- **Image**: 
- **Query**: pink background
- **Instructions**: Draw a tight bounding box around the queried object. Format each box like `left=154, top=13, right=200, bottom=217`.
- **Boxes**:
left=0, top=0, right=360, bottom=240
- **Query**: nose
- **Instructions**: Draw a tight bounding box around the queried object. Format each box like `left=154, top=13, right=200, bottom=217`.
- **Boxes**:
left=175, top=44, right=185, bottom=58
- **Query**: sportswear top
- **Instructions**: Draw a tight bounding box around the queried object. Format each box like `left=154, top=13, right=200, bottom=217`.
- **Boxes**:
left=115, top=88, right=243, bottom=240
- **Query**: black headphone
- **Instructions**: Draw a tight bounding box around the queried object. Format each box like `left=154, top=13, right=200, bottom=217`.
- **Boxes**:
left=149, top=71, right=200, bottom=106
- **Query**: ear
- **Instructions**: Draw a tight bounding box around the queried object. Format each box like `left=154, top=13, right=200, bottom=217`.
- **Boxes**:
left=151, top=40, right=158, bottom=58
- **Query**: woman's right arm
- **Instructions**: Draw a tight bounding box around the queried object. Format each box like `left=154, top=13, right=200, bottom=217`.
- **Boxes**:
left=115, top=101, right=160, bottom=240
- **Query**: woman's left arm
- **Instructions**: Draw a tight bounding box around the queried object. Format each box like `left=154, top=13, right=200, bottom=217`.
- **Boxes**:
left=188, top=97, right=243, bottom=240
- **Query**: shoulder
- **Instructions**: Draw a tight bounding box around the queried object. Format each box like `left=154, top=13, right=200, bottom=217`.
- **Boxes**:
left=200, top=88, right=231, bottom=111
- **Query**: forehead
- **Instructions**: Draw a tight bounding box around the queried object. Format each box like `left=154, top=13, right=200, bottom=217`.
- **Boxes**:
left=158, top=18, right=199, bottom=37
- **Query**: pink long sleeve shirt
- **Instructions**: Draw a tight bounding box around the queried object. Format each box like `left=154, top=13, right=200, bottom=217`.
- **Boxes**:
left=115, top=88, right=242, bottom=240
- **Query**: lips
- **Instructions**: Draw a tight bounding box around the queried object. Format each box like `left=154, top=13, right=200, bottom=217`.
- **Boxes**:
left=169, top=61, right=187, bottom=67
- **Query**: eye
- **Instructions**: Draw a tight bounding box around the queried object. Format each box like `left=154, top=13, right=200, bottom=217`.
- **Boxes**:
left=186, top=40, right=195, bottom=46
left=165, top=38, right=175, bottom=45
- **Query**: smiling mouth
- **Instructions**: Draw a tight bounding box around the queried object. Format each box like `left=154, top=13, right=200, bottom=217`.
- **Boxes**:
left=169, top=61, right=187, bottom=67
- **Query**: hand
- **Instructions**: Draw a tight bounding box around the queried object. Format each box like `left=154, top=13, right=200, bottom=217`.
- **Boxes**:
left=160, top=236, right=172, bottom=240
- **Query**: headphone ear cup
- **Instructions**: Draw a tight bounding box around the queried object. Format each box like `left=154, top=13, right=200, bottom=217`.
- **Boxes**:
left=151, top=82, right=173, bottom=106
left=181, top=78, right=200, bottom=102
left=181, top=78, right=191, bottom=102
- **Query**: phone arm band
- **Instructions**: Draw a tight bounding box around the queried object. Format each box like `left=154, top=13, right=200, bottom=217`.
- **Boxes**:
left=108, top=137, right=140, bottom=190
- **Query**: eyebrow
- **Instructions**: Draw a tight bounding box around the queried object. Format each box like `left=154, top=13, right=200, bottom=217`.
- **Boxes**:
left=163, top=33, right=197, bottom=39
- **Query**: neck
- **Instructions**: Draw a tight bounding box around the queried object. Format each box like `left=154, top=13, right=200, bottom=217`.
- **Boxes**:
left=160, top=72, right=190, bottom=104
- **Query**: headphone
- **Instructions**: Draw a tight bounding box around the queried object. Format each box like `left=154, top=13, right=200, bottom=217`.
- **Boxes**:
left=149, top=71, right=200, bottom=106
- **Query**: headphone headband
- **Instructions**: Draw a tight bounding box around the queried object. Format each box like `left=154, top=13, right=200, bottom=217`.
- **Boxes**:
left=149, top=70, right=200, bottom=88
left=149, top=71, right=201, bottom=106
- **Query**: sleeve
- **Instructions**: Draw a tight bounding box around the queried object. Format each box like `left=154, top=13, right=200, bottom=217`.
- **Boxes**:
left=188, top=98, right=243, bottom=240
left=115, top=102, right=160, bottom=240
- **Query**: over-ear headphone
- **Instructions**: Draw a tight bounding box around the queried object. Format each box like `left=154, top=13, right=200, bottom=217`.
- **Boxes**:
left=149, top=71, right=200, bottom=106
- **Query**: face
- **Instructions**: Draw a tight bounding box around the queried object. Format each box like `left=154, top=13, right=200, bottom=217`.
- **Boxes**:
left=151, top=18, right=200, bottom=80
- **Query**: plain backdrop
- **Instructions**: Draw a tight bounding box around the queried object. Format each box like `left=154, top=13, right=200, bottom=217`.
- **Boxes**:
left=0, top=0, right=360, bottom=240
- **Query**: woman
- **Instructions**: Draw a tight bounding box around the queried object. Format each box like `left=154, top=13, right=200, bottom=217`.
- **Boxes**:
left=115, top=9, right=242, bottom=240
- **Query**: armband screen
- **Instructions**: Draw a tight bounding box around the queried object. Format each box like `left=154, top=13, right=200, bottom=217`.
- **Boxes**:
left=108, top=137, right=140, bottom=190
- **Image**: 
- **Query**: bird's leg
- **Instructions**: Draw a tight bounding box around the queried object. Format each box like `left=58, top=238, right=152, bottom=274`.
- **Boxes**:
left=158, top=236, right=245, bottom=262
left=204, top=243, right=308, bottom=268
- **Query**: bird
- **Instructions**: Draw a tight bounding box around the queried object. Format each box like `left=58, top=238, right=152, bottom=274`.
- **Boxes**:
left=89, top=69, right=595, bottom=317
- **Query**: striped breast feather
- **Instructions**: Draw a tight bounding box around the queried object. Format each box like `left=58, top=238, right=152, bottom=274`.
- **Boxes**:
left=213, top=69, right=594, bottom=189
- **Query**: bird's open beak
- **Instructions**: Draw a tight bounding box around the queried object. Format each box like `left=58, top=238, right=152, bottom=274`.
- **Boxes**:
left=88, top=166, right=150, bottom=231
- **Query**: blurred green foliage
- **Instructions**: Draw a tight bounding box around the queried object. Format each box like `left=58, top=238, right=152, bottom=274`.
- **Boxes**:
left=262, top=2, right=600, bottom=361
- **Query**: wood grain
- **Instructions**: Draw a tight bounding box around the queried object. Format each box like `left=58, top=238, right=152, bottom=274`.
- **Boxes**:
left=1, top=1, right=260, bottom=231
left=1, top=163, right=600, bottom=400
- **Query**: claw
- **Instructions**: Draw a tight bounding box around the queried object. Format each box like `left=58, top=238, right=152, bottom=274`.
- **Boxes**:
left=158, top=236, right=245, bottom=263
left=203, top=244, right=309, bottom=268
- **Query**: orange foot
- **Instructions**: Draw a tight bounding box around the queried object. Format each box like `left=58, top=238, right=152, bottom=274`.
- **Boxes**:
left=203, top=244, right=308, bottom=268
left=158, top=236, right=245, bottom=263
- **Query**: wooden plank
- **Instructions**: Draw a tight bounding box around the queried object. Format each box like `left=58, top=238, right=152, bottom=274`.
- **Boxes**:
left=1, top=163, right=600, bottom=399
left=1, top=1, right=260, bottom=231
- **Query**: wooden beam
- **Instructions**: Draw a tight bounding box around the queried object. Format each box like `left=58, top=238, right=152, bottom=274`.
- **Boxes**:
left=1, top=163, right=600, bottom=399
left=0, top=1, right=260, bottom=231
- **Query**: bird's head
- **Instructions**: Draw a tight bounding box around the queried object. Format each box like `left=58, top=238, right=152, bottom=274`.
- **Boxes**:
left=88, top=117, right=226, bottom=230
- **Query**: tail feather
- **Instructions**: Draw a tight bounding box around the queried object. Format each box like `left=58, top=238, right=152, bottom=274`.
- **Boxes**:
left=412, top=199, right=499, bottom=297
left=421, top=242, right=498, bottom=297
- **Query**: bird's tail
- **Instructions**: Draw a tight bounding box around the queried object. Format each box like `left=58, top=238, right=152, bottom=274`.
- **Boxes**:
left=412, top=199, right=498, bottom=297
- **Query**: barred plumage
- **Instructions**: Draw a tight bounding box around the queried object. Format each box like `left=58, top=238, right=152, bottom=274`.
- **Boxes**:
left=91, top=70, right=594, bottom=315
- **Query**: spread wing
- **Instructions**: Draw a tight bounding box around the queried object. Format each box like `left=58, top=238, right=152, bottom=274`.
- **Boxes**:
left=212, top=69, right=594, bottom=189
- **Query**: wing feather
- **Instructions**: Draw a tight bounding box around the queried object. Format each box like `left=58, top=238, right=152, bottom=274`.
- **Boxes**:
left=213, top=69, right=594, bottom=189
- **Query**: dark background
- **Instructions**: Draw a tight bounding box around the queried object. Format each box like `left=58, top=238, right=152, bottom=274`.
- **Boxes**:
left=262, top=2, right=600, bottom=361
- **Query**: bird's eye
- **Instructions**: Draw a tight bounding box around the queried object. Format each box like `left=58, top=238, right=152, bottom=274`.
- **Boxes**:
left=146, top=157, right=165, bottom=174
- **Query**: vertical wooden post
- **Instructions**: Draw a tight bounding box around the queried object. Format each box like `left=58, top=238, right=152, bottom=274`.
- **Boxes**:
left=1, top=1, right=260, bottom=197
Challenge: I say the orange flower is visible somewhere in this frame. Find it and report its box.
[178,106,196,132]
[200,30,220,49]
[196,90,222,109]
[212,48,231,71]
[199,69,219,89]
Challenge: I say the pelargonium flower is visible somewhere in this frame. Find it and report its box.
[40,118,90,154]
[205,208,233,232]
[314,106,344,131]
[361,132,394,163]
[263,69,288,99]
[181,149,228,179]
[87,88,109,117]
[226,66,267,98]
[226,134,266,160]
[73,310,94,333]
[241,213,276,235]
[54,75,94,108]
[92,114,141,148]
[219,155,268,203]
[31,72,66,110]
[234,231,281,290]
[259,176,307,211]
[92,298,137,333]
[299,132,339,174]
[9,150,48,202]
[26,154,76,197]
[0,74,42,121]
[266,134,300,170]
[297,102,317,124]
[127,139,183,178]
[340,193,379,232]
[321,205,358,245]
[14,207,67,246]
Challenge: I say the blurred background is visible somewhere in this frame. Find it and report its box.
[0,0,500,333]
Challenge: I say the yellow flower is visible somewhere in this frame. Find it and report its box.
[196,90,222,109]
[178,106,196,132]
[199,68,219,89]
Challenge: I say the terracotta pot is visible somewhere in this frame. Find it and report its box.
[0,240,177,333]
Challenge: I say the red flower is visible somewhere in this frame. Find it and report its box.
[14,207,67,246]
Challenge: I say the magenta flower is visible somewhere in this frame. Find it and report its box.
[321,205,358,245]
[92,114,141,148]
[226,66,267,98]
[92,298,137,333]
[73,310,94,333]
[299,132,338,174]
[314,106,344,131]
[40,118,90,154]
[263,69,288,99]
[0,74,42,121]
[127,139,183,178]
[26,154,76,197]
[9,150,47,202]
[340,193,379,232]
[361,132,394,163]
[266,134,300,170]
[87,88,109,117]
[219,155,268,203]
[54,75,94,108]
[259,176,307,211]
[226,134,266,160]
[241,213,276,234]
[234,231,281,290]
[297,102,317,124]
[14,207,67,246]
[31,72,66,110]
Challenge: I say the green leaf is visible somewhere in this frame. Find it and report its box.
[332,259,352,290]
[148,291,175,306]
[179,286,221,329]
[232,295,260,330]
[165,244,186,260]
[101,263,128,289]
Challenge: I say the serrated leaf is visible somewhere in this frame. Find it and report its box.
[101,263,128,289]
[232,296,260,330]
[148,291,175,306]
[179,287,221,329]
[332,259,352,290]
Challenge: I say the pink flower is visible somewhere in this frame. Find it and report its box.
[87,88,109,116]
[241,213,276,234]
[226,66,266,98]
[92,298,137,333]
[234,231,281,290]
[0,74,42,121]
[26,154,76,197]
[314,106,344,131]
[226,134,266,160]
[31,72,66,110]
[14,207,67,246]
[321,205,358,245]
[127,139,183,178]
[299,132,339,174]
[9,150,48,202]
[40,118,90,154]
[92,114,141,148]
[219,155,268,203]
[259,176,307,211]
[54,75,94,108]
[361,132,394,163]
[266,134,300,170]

○ ○ ○

▶ [PROBLEM TO SOLVE]: Which lines in the entries above contain the string "sleeve"? Locate each one and copy it out in full.

▶ [RESPONSE FOR THIS EXERCISE]:
- **Query**: pink long sleeve shirt
- **Query**: sleeve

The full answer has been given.